Seite.
↓↓↓

Rechtliches Abschiebungshindernis zum Schutz der Familie für den vietnamesischen Vater eines vietnamesischen Kindes, dessen Mutter ein weiteres (auch) deutsches Kind hat. Die Durchsetzung der Ausreisepflicht des Antragstellers würde dazu führen, dass der fünf Jahre alte Sohn entweder für längere Zeit von seinem Vater oder seiner Mutter getrennt werden würde. Die Trennung könnte nur vermieden werden, wenn das (auch) deutsche Kind der Lebensgefährtin des Antragstellers mit der Mutter und dem Halbbruder für eine derzeit nicht absehbare Zeit Deutschland verlassen müsste. Dies ist nicht zumutbar.

↑↑↑

Aufgabe 1.
Nennen Sie alle Personen, die im Text zum Abschiebungshindernis als Angehörige dieser Familie erwähnt werden.
Aufgabe 2.
Prüfen Sie, ob die folgenden Aussagen mit dem Text zum Abschiebungshindernis übereinstimmen. Antworten Sie jeweils mit Ja oder Nein und belegen Sie dies mit dem entscheidenden Wortlaut des Textes.
(a) Der Sohn des Antragstellers ist fünf Jahre alt.
(b) Die Mutter des vietnamesischen Kindes hat kein weiteres Kind.
(c) Dass das (auch) deutsche Kind Deutschland verlassen müsste, wird als zumutbar bewertet.

Bereitgestellte Daten.
↓↓↓

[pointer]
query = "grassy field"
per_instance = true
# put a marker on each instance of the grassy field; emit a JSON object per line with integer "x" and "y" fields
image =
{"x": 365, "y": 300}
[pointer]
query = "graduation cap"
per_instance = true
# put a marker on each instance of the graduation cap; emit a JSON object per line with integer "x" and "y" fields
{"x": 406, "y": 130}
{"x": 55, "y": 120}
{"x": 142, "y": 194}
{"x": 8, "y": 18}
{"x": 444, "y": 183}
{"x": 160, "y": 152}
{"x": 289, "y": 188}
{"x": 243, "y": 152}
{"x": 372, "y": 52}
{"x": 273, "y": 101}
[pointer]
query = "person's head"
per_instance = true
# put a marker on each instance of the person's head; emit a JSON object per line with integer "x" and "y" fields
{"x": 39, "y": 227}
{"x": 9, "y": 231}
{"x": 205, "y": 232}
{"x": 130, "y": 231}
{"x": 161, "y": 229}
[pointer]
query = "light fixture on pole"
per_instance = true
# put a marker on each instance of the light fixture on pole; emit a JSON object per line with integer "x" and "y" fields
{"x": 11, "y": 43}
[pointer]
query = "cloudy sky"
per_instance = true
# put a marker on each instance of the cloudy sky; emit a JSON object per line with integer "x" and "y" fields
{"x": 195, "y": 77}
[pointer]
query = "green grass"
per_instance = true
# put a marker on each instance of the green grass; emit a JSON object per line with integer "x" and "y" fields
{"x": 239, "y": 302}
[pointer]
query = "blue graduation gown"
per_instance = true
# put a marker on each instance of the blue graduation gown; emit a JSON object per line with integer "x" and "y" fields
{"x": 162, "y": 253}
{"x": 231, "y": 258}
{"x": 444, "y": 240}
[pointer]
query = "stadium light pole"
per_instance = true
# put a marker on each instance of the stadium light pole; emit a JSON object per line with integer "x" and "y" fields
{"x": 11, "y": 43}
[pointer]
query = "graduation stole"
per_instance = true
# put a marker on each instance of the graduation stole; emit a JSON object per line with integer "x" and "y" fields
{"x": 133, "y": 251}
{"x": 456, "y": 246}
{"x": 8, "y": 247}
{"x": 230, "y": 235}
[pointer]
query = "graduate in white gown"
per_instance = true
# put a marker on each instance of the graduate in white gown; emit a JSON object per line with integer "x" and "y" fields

↑↑↑

Lösung 1.
- der vietnamesische Vater, also der Antragsteller
- der fünf Jahre alte vietnamesische Sohn
- die Mutter, also die Lebensgefährtin des Antragstellers
- das weitere (auch) deutsche Kind der Mutter

Lösung 2.
(a) Ja: „der fünf Jahre alte Sohn“
(b) Nein: „dessen Mutter ein weiteres (auch) deutsches Kind hat“
(c) Nein: „Dies ist nicht zumutbar.“